→ PASSAGE FOR REVIEW:

The whole set-up was vital for the area. Besides learning to read and write, the children were also taught to farm.
“There is a big gap in the generation of Afghans due to the decades of war there. They’ve lost a lot of the fundamental knowledge about farming to violence.”
And, slowly, the team saw the tide turning; saw their efforts beginning to pay off. “Once the people saw we were there to help them and make this work, we were accepted and appreciated. Hordes of people would show up.”
When the team left, the southern demonstration farm was operational. The northern farm was in the beginning stages and will be much larger with areas for pasture management, alternative and drought-resistant grasses.
Despite barely escaping some “hairy situations,” Hafer came to admire the Afghans. He says they are “toughest people I’ve ever seen. You could see it in their eyes. They are incredibly resilient.
“We’d be 10,000 feet up a mountain, shivering in the freezing cold and barely able to stand it with all this special clothing on. The locals would be standing outside in sandals, without coats, smoking cigarettes. We’d just shake our heads and think ‘How on earth is that possible?’”
Hafer has shaken hands with the Taliban. “They typically dress better than the locals, look healthier, and are usually bigger. You could tell they wanted to do us in, and would have if they could get around all our guns. They knew we’d smoke their heads.”
The team also worked with many Mujahedeen fighters that took on the Soviets in the 1980s. One, Rosie Mohammed, had a great-great-grandfather who was a king.
Rosie, says Hafer, “had the stroke and had been one of the bigwigs when they were fighting the Russians. It was gentlemen like Rosie that had stepped up to the Taliban and said ‘we’re sick of this. You won’t let our kids go to school. You’ve held us down and we’re tired of being stupid. You’ve had your chance and now we’re going to work with the Americans.’
“And Rosie’s village drove the Taliban out. It can be done.
“The mission we were on was so important because the whole country revolves around agriculture. And it’s not over -- the mission is ongoing and we need to support it.”
The original agriculture team was replaced by a second from Arkansas: AR ADT 02.
“We were glad to see their faces after the long year and tried to set them up for success … so they could continue to execute the missions that worked,” says Taylor. “We didn’t want them wasting time trying to do things that others back home had told them worked. ... We helped shape the way that the Coalition forces approached the winning of hearts and minds and really helped (the Afghans) build up agriculture, something that would last long after we were gone.”

→ Stored entries:

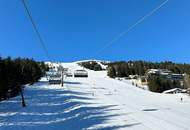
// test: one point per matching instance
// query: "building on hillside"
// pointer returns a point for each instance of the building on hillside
(142, 80)
(175, 90)
(158, 72)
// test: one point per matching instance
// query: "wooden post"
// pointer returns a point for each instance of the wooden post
(22, 97)
(62, 77)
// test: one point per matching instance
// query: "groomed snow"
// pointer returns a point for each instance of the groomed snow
(96, 102)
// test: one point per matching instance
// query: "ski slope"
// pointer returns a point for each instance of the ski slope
(96, 102)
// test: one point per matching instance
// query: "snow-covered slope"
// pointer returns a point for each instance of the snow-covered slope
(96, 102)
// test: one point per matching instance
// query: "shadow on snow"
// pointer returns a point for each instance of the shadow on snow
(54, 109)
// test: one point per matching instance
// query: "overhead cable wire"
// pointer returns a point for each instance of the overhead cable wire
(36, 30)
(130, 28)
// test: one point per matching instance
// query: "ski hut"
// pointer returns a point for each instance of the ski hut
(80, 73)
(55, 78)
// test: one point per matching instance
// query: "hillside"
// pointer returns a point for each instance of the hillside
(96, 102)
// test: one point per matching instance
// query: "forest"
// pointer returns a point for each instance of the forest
(14, 73)
(124, 69)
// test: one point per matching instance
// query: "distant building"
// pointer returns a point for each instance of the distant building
(142, 80)
(175, 90)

→ WHAT IS NEEDED:
In the passage above about the agriculture team in Afghanistan, start at the words "The team also" and end after "was a king.". Set down that stretch word for word.

→ REPLY:
The team also worked with many Mujahedeen fighters that took on the Soviets in the 1980s. One, Rosie Mohammed, had a great-great-grandfather who was a king.